_EXERCISE INPUT_
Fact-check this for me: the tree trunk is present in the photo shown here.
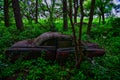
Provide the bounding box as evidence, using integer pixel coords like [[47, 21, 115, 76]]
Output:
[[100, 7, 105, 24], [99, 14, 101, 24], [68, 0, 79, 64], [35, 0, 38, 23], [12, 0, 23, 31], [63, 0, 68, 31], [74, 0, 78, 23], [76, 0, 84, 68], [87, 0, 95, 36], [4, 0, 9, 27]]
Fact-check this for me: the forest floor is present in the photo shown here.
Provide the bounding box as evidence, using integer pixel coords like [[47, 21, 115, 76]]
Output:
[[0, 20, 120, 80]]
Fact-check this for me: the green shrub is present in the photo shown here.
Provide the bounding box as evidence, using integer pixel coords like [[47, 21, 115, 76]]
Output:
[[111, 18, 120, 29]]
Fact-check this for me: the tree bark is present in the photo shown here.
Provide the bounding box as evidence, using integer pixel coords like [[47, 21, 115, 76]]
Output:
[[74, 0, 78, 23], [68, 0, 79, 64], [4, 0, 9, 27], [12, 0, 23, 31], [76, 0, 84, 68], [63, 0, 68, 31], [87, 0, 95, 36], [35, 0, 38, 23], [100, 7, 105, 24]]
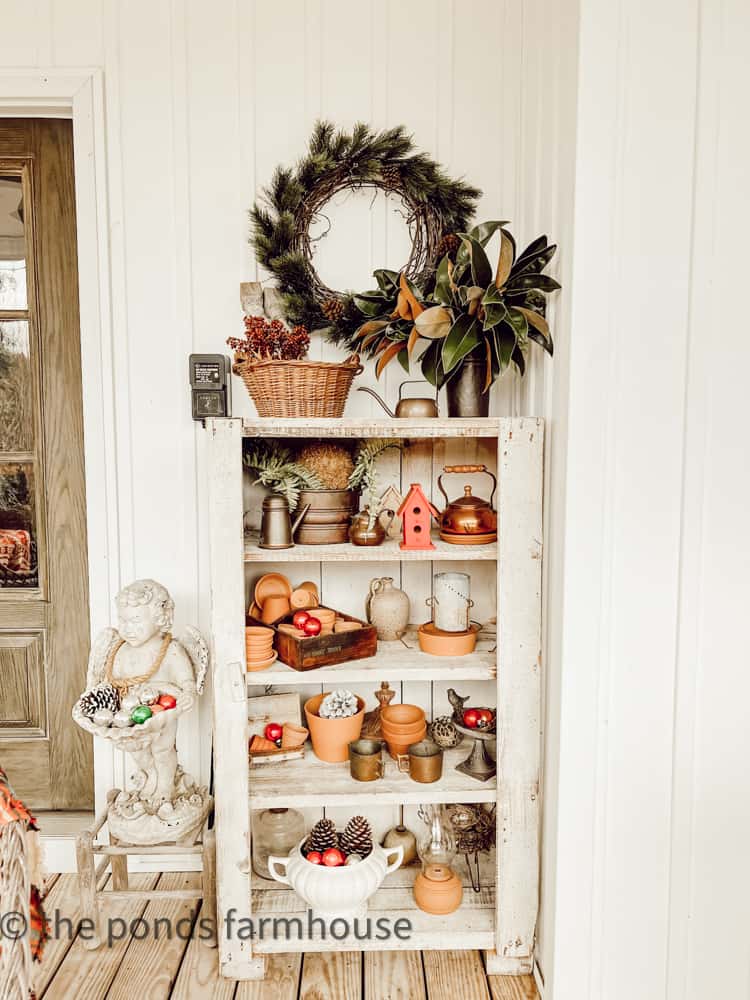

_PROBLEM_
Print all of the data above verbatim, line for line, leaving out the pictures.

_FINAL RESULT_
Fact-check this for me: the tree trunk is present in the photo shown here.
Provide the bounding box as evidence, using integer pixel coords like [[47, 21, 115, 76]]
Output:
[[100, 7, 105, 24], [99, 14, 101, 24], [68, 0, 79, 64], [35, 0, 38, 23], [12, 0, 23, 31], [63, 0, 68, 31], [74, 0, 78, 23], [76, 0, 84, 68], [87, 0, 95, 36], [4, 0, 9, 27]]
Fact-check this for me: the forest floor is present in the photo shown here.
Provide the bounding box as evidence, using integer pixel coords like [[47, 21, 115, 76]]
Output:
[[0, 20, 120, 80]]
Fact-check this for me: the green shrub is present in the photo shown here.
Provide the bounding box as evidence, using integer pixel coords like [[47, 21, 115, 76]]
Output:
[[111, 18, 120, 29]]
Fact-check this for me: the tree bark is present in the photo shown here.
Provide the bounding box as evidence, using integer pixel coords like [[47, 21, 115, 76]]
Output:
[[74, 0, 78, 23], [68, 0, 79, 64], [4, 0, 9, 27], [12, 0, 23, 31], [76, 0, 84, 68], [63, 0, 68, 31], [87, 0, 95, 36], [35, 0, 38, 23], [100, 7, 105, 24]]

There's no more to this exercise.